[DATA FOR THIS TASK Boundary: Start]

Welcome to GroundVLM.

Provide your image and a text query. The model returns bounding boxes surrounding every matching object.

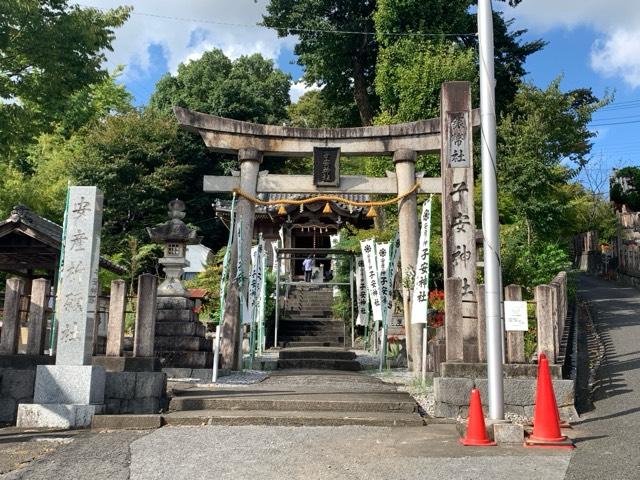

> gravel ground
[168,370,269,390]
[366,368,436,417]
[564,275,640,479]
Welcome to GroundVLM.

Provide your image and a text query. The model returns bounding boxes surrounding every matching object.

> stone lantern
[147,199,201,297]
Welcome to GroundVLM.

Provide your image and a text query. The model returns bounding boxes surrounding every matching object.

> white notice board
[504,301,528,331]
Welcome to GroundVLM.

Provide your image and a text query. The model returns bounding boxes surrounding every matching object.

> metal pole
[212,324,221,383]
[274,251,280,348]
[478,0,504,420]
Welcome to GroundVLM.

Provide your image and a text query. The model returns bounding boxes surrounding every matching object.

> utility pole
[478,0,505,420]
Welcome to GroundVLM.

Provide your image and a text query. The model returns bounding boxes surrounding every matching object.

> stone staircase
[278,284,344,348]
[277,348,361,371]
[164,371,424,427]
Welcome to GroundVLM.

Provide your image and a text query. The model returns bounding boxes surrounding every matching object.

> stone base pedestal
[16,365,106,428]
[92,356,160,372]
[155,297,213,368]
[17,403,104,428]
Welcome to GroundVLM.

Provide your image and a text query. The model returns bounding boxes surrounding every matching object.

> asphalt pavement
[565,274,640,479]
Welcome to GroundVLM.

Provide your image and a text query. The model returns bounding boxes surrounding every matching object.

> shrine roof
[0,205,126,275]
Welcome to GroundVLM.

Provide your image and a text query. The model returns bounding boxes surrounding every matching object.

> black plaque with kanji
[313,147,340,186]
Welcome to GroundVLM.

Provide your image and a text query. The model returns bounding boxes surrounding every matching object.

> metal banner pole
[478,0,505,420]
[212,324,221,383]
[274,251,280,348]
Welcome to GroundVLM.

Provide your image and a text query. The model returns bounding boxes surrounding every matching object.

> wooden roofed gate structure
[176,81,482,373]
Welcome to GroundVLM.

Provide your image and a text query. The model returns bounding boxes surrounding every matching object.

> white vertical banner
[376,242,391,323]
[355,256,369,326]
[271,241,278,273]
[360,239,383,322]
[411,197,433,324]
[248,243,263,320]
[330,233,341,297]
[386,234,401,315]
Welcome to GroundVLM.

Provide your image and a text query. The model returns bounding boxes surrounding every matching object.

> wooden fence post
[106,279,127,357]
[0,277,26,355]
[505,284,526,363]
[477,284,486,363]
[445,277,463,362]
[26,278,50,355]
[133,274,157,358]
[535,284,555,362]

[DATA FOR THIS TASK Boundary: End]

**TASK REQUIREMENTS**: In your copy, please omit the pictures and print every line of the records exactly.

**WRITTEN ANSWER**:
Welcome to GroundVLM.

Provide your image and a text query. The model returns bounding boxes surrounding every matching object.


> gravel ground
[168,370,269,390]
[366,368,436,417]
[564,275,640,479]
Welcome to GroundVLM.

Provide your image and a text query. The model returns bounding boxes surrounding every matching object.

> stone lantern
[147,199,201,297]
Welcome to GroundVLM.

Provide your image and a text query. The model returns bounding boxes surrounding every matching object.

> white notice board
[504,301,528,331]
Welcome to GroundVLM.

Provide your image and a text query. The model returns bounding boxes surrounding every matching object.

> metal pole
[212,324,221,383]
[274,251,280,348]
[478,0,504,420]
Welcome to GroundVLM.

Provide your image and a text query. The model returns bounding boxes surrounding every matching object.

> utility pole
[478,0,505,420]
Welcome to GroundVLM.

Provide your image and a text query. The model returns bounding boxes surrounding every matching object.

> stone staircase
[278,284,344,348]
[277,348,361,371]
[164,371,424,427]
Welcome to GroundVLM.

Provide your image and a text query. The model returns bounding boxes surrounding every matching object.

> stone base pedestal
[16,365,106,428]
[92,356,160,372]
[155,297,213,368]
[17,403,104,428]
Welcome to GroundVLM.

Provide your image and a text query. The model returns bounding boxes surrounding every matching object.

> asphalt pavement
[565,274,640,479]
Welcome to GroundVLM.

Provide your image and a text query. The model returns bounding boxes surrounding every matching object.

> shrine roof
[0,205,126,275]
Welcome to GroundVLM.

Provide your image and a text query. The model returns bounding boxes surrounding every matching object.

> black plaque with kanji
[313,147,340,186]
Welcome to GroundVLM.

Provide your image and a text query. The model returns bounding boxes surrounding every matching object.

> metal banner pole
[478,0,505,420]
[212,324,221,383]
[274,251,280,348]
Welcome to GroundVLM.

Provide your image and a text query. The model returns bounding boxes surrounding every matching object.

> wooden roofed gate structure
[176,81,482,373]
Welcome to GroundVLM.

Provide your image and a text query. The model returns bounding boxes surrounding every matching object.

> white vertical banner
[376,242,391,323]
[355,256,369,326]
[271,241,278,273]
[360,239,383,322]
[411,197,433,324]
[248,243,263,320]
[330,233,341,297]
[386,234,401,315]
Welcome to GroundVLM.

Provide your image and a text query. The model returns bounding boxes surrounding every matching object.

> wooden fence post
[106,279,127,357]
[0,277,26,355]
[505,284,526,363]
[477,284,486,363]
[445,277,463,362]
[26,278,50,355]
[133,274,157,358]
[535,284,555,362]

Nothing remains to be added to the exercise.